In the dream, I was aware that there were other creatures out there, predatory creatures, powerful, creatures that I would have good reason to fear or, at least, avoid. I can’t recall them, but I think of them as wolves. They seemed to be calling to me. At least, I intuited that they wanted me to join them, and, despite reason indicating I should keep away, I really wanted to go to them. But I was reluctant to leave my stall, aware that if I went, it would quickly be occupied by another refugee like myself, urgently wanting one.

I couldn’t make out what the dream could mean until my soul’s friend, Amy, said the stalls remind her of work. I realize that it is about my decision not to renew my certification as a translator. Even though I may do a translation now and then, I am no longer holding onto that work as the floating life preserver I used to consider it.

Amy also said those wolves deserved healthy respect, but I didn’t fear them, instead I decided to run with them.
◆ ◆ ◆ ◆ ◆
Write the next part of the dream account about the stall and the wolves, starting after its last sentence. The lines after this come from a different source.

→ **Data extract**
◆ ◆ ◆ ◆ ◆
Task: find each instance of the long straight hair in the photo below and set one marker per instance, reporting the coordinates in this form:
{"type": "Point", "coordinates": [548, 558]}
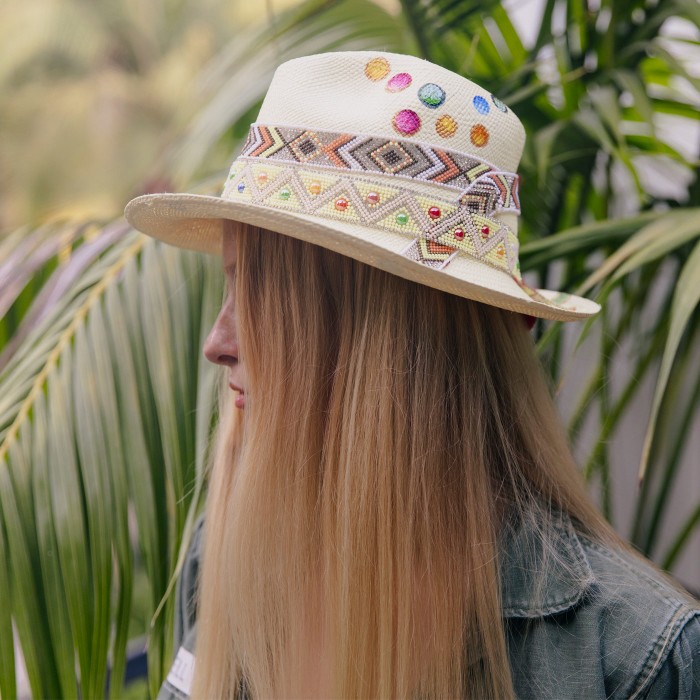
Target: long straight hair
{"type": "Point", "coordinates": [391, 432]}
◆ ◆ ◆ ◆ ◆
→ **Answer below**
When she said that, a body memory awoke within me, in my womb, of the first time I felt the primal, physical and spiritual imperative of my True Self to do something very specific. It happened one day, in my early twenties, when I awoke in my bed, crying, knowing that I had to break up with my first and only long-time boyfriend, whom I loved, but with whom I had begun to feel stifled.

This force in my womb— which today’s dream has evoked again, opening wide my second chakra— I thought of as “the Wild Woman Within” (from Women Who Run With The Wolves). It was bigger and more powerful than anything I had ever felt. And I knew, more clearly than I knew anything about the world, that there was a part of me that was greater than anything my consciousness could grasp, and it was driving me. I had no choice but to obey: one way or the other, I would be compelled to obey.

Realizing that, recognizing that I had no choice, I felt forced, but also, for the first time, free to give heed to the Wild Woman Within.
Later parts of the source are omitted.